▶ [Short problem]: Transcribe, word for word, the line containing "Tag the tree" and each line following it through the end of the listing below. Omit all other lines.

▶ [Records]:
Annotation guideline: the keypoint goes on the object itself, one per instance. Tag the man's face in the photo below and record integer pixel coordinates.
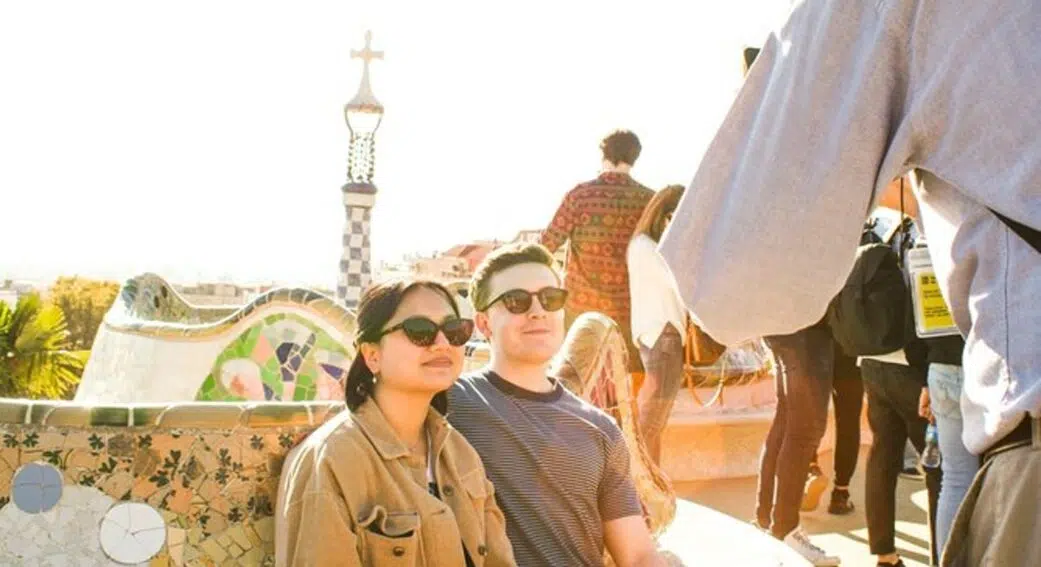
(532, 337)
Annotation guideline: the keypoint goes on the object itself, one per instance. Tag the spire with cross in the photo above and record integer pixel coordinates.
(363, 114)
(365, 100)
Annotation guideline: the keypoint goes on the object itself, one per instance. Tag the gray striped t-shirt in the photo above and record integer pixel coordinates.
(559, 465)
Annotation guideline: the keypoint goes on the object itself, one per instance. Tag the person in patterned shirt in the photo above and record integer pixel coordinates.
(598, 217)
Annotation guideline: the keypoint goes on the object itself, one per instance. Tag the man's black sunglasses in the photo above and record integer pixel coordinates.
(423, 331)
(518, 301)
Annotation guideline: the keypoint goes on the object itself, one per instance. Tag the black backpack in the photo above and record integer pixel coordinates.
(870, 314)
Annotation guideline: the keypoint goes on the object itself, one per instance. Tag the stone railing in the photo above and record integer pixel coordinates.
(180, 484)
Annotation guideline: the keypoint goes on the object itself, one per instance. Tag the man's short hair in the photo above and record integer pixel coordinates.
(620, 147)
(500, 260)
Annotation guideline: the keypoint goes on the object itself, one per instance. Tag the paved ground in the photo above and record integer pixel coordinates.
(845, 536)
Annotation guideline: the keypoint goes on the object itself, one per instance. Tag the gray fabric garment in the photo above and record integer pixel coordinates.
(846, 97)
(559, 465)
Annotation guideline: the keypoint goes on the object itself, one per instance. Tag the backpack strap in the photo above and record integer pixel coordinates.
(1032, 236)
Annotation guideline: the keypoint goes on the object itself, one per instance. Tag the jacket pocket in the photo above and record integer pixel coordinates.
(475, 487)
(390, 538)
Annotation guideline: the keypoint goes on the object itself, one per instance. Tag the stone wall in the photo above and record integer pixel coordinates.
(184, 484)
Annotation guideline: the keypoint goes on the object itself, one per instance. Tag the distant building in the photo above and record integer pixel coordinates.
(440, 267)
(532, 236)
(10, 291)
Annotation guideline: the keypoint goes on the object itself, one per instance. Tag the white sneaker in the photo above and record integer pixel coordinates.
(798, 541)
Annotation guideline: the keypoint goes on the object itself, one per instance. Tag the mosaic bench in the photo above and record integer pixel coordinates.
(181, 484)
(287, 344)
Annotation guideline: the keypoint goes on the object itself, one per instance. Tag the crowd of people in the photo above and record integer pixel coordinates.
(848, 106)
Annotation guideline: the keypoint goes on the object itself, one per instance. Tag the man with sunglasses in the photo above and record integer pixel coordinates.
(559, 465)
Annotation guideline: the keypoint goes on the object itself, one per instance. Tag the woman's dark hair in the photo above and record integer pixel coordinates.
(661, 205)
(379, 303)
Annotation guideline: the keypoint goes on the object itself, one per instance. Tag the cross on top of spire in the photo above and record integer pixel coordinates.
(364, 100)
(366, 54)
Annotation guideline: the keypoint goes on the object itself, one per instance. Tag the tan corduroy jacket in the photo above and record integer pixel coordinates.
(352, 495)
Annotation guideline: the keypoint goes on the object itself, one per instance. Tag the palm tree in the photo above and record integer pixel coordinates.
(34, 361)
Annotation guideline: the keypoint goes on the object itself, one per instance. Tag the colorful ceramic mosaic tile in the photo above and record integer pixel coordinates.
(283, 357)
(191, 484)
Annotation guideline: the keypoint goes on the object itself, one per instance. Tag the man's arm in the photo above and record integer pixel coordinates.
(765, 235)
(630, 544)
(560, 228)
(626, 534)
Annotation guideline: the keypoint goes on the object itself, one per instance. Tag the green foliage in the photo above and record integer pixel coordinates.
(84, 303)
(34, 357)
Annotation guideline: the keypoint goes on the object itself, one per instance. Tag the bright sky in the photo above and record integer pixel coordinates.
(205, 139)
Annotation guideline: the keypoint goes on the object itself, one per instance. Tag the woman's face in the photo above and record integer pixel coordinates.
(404, 366)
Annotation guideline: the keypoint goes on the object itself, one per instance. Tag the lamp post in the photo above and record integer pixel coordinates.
(363, 114)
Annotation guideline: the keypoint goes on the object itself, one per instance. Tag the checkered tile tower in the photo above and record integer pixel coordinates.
(363, 114)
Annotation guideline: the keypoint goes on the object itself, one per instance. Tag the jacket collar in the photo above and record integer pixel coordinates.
(370, 418)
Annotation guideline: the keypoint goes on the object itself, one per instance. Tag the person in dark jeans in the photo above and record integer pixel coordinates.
(893, 391)
(804, 385)
(847, 394)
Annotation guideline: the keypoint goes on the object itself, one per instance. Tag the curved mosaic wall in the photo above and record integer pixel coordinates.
(188, 484)
(283, 357)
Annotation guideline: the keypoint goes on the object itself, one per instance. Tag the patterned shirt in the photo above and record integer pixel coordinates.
(599, 218)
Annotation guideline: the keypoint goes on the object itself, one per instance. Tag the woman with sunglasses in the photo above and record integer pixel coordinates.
(388, 482)
(659, 318)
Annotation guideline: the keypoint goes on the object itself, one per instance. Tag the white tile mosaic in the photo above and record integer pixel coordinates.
(65, 535)
(132, 533)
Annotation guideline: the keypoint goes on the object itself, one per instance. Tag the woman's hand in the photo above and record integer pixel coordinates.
(924, 408)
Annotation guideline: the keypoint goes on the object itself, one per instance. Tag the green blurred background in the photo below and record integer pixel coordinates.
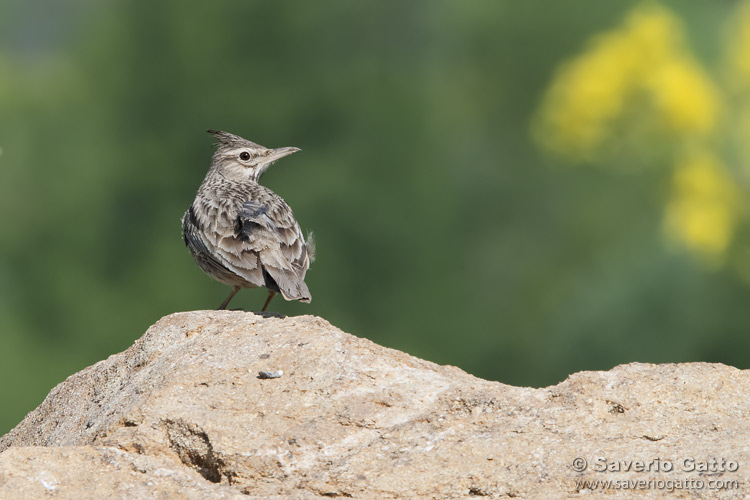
(521, 189)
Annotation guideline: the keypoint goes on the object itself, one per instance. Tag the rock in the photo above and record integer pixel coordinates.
(186, 413)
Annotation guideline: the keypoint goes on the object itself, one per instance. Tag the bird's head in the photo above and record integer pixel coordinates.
(239, 159)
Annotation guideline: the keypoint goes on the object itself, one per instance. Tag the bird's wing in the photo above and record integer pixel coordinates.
(267, 225)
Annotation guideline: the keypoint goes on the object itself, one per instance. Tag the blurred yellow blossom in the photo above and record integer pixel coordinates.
(642, 76)
(644, 58)
(704, 206)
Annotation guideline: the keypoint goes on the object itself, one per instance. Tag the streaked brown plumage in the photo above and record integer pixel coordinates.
(243, 234)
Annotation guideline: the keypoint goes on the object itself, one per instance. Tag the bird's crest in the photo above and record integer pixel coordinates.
(231, 140)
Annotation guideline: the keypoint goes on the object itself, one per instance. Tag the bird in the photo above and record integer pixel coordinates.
(241, 233)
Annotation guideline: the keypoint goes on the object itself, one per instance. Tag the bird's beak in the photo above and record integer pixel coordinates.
(278, 153)
(273, 155)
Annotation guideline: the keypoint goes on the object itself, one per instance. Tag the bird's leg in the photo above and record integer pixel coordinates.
(271, 295)
(226, 302)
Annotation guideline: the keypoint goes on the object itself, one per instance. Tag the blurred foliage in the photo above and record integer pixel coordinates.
(445, 227)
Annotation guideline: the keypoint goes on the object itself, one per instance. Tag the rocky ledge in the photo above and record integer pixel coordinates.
(232, 405)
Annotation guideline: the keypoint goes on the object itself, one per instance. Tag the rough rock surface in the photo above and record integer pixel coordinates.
(184, 414)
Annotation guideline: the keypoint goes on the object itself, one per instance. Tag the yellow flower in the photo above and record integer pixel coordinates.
(704, 207)
(645, 57)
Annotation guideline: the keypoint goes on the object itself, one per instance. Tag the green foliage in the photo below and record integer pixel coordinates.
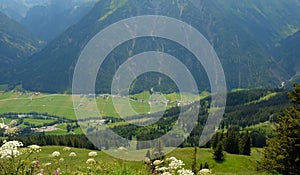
(245, 144)
(219, 152)
(194, 163)
(283, 151)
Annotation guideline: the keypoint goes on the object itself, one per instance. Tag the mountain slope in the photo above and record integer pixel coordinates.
(48, 21)
(288, 55)
(241, 32)
(16, 43)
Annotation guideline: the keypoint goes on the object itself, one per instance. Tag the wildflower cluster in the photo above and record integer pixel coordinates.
(10, 149)
(92, 154)
(204, 171)
(55, 154)
(175, 167)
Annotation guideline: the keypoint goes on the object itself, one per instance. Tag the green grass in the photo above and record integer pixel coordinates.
(38, 122)
(3, 87)
(103, 160)
(233, 164)
(62, 105)
(266, 126)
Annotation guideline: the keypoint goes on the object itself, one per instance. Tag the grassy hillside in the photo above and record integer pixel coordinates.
(61, 104)
(233, 164)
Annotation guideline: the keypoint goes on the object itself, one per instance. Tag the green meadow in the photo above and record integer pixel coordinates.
(233, 164)
(61, 105)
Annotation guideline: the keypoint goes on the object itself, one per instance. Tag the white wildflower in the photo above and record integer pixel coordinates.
(10, 149)
(147, 160)
(47, 164)
(67, 149)
(34, 148)
(162, 169)
(91, 161)
(3, 126)
(204, 171)
(55, 154)
(166, 173)
(72, 154)
(157, 162)
(185, 172)
(175, 164)
(92, 154)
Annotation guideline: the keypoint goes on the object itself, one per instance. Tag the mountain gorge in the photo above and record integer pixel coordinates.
(244, 35)
(48, 21)
(16, 43)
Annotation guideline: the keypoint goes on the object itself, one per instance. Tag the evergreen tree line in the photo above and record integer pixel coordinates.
(77, 141)
(232, 141)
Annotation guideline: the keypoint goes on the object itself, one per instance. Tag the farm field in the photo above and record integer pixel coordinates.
(61, 105)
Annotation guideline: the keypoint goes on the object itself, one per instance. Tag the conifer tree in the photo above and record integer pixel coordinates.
(282, 153)
(245, 144)
(219, 152)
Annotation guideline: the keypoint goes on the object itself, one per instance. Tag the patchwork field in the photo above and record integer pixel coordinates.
(61, 105)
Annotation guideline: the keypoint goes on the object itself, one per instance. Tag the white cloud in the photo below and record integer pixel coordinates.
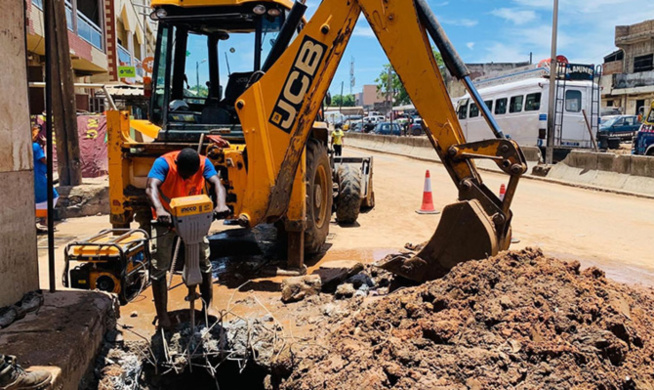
(515, 15)
(464, 22)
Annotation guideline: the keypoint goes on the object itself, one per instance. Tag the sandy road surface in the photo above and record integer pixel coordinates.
(611, 231)
(615, 232)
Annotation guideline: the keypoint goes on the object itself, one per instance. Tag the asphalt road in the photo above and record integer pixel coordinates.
(613, 232)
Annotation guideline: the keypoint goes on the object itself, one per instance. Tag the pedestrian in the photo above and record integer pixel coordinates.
(13, 377)
(173, 175)
(337, 141)
(41, 179)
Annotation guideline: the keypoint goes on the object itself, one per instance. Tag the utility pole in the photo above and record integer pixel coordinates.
(390, 94)
(62, 90)
(340, 108)
(549, 155)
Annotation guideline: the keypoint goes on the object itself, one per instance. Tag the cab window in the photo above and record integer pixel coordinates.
(474, 110)
(516, 104)
(500, 106)
(532, 102)
(463, 111)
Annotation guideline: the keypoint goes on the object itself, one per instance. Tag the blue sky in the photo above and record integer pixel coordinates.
(505, 31)
(481, 31)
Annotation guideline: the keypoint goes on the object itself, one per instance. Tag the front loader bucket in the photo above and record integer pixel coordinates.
(465, 232)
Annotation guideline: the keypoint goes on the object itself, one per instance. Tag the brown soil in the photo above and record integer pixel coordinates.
(519, 320)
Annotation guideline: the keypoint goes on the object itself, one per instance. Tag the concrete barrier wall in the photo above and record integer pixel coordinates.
(608, 162)
(420, 147)
(634, 174)
(605, 171)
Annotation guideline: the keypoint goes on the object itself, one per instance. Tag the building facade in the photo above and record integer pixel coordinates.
(628, 74)
(103, 35)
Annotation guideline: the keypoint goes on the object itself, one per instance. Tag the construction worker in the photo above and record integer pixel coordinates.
(337, 141)
(13, 377)
(173, 175)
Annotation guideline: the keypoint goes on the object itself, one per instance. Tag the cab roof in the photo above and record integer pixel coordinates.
(216, 3)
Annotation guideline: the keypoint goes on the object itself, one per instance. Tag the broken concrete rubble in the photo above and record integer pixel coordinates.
(297, 288)
(519, 319)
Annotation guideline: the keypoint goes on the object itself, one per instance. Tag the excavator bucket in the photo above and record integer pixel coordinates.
(465, 232)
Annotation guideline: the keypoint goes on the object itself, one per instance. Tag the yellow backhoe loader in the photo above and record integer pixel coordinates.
(266, 73)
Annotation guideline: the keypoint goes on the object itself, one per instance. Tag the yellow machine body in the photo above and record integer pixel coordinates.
(269, 170)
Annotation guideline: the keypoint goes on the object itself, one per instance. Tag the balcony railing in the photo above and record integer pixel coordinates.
(633, 80)
(86, 28)
(88, 31)
(124, 58)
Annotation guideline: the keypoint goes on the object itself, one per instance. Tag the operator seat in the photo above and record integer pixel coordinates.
(213, 113)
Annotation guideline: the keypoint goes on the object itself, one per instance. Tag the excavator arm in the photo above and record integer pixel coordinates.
(277, 113)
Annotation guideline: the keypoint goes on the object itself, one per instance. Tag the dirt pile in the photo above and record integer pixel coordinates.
(519, 319)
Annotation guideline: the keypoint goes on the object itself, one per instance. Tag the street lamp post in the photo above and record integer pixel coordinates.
(549, 155)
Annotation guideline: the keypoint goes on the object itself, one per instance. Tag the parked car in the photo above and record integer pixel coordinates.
(617, 128)
(644, 140)
(355, 127)
(387, 128)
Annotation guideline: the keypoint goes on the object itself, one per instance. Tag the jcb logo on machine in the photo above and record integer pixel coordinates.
(298, 83)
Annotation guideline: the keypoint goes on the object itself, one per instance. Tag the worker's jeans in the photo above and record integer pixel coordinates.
(163, 255)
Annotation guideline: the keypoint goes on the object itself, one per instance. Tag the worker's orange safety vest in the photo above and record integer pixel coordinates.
(174, 186)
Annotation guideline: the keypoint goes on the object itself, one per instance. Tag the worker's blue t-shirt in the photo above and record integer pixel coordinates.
(40, 175)
(159, 170)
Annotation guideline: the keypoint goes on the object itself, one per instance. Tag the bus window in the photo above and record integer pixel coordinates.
(474, 110)
(463, 111)
(533, 102)
(573, 101)
(500, 106)
(516, 104)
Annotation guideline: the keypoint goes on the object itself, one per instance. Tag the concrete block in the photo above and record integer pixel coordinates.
(642, 166)
(605, 161)
(18, 257)
(622, 164)
(67, 333)
(83, 200)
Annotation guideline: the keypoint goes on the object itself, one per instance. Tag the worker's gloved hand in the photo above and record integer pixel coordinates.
(164, 217)
(221, 212)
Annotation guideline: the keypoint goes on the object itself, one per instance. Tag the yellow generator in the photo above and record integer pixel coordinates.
(114, 260)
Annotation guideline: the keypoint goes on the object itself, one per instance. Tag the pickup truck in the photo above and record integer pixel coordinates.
(644, 139)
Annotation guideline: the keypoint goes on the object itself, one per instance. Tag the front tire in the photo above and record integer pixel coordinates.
(319, 196)
(348, 202)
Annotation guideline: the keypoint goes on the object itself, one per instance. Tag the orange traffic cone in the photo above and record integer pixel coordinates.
(427, 199)
(502, 192)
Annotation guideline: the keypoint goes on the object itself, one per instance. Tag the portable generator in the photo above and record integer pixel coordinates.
(114, 260)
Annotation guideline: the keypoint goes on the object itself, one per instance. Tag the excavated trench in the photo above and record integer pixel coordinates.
(519, 319)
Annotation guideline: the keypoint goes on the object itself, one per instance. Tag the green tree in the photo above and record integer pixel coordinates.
(397, 90)
(348, 100)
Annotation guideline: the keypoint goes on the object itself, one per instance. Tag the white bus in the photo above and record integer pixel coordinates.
(521, 108)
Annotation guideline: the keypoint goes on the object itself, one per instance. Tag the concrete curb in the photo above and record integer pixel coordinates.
(428, 154)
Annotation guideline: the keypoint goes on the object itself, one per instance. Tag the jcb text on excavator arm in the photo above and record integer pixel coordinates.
(278, 110)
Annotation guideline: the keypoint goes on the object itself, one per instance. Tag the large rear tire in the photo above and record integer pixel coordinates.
(348, 202)
(319, 196)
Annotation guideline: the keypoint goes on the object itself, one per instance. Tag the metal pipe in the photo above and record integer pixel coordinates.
(286, 33)
(47, 15)
(549, 150)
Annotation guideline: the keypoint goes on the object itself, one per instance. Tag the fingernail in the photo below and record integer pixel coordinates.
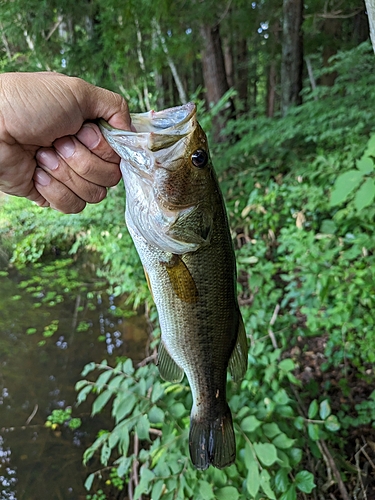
(88, 136)
(65, 146)
(40, 177)
(48, 159)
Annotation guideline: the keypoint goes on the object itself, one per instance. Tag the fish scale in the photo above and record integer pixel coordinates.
(176, 216)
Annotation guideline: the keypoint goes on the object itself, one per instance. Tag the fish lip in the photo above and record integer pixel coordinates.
(158, 122)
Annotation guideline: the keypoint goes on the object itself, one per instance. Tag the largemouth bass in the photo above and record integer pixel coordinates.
(176, 216)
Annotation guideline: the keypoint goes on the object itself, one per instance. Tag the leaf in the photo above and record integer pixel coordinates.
(313, 409)
(282, 441)
(313, 431)
(250, 424)
(344, 185)
(227, 493)
(365, 165)
(205, 489)
(287, 365)
(324, 409)
(271, 430)
(290, 494)
(125, 406)
(332, 424)
(100, 401)
(82, 395)
(281, 480)
(365, 195)
(157, 490)
(89, 481)
(266, 452)
(88, 368)
(177, 410)
(265, 483)
(305, 481)
(253, 479)
(143, 428)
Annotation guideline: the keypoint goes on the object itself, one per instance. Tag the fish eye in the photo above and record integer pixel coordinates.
(199, 158)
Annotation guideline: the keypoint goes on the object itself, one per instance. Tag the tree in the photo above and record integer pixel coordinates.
(292, 54)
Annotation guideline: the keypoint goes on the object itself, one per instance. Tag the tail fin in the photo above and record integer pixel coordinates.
(212, 442)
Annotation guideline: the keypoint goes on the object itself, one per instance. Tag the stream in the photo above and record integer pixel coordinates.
(38, 374)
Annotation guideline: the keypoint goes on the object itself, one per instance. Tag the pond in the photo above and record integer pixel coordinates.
(38, 374)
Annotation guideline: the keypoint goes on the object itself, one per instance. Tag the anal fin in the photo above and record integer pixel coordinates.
(212, 442)
(238, 360)
(168, 368)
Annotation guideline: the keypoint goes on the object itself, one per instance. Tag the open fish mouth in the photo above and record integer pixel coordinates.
(156, 129)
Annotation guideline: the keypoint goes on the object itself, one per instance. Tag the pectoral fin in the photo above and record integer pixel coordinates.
(181, 280)
(238, 360)
(148, 282)
(168, 369)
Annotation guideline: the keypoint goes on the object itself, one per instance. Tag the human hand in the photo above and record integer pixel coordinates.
(49, 153)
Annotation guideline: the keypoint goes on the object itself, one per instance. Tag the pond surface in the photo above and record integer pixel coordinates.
(38, 375)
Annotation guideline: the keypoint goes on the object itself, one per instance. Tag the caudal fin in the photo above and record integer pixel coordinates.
(212, 442)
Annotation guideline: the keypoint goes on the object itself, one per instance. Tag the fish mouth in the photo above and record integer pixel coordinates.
(161, 128)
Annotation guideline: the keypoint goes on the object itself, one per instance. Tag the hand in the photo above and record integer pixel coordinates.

▶ [Correct response]:
Annotation guideline: the keypoint goes on the object itself, one per instance. Tag the tree in the photo above and record integer pixel coordinates.
(292, 54)
Annotation guideline: the keypoint goes on the object itself, one per instance. Tag the tail fin in the photo above and record integer pixel coordinates.
(212, 442)
Annotation guideline: the keypoint goes on the object itself, one per instance. Tag the stream in the photo above and record integer pixel coordinates.
(38, 374)
Annotation guideline: the keypoint goes on the object itself, one per instance. Tag the pond in the photo above and record integer pixel coordinates.
(38, 374)
Annotation guideline: the keypoint goes on the object itself, one per instance. Tag the anal fin in the photo above and record integer pixel coordinates.
(212, 442)
(238, 360)
(168, 368)
Annotation guideline: the keypoint goes on the object itself, one per instance. Tag the open fish mouth in the photo above and record integer pixel coordinates.
(156, 129)
Annotation guideline: the keypoint goes on the object itself, one per instance. Tag the pectoral fin in the photo above and record integer pixel coordinates.
(181, 280)
(238, 360)
(148, 282)
(168, 369)
Annotation guideline: the keypoint goes on the object itself, one per instance. Tag the human hand in the photo above and record integer pixel coordinates.
(49, 153)
Annotation guideline: the keypoint goes on the object itself, one per instance. Tag the pond surface in the photo above and record integer pixel coordinates.
(38, 375)
Annotation guideline: the keypoint goes on the object itself, one per instance. Tag the caudal fin in the photo above and record integer pixel coordinates.
(212, 442)
Annotation guideline: the keypoint goes on the object itself, one per instance. Tag the fish mouth in the photo above and record integer pixel coordinates.
(161, 128)
Annotation guideline: the keypoint goes on the object itself, one per instance. Tag the hand in the photo above and record integer pixel coordinates.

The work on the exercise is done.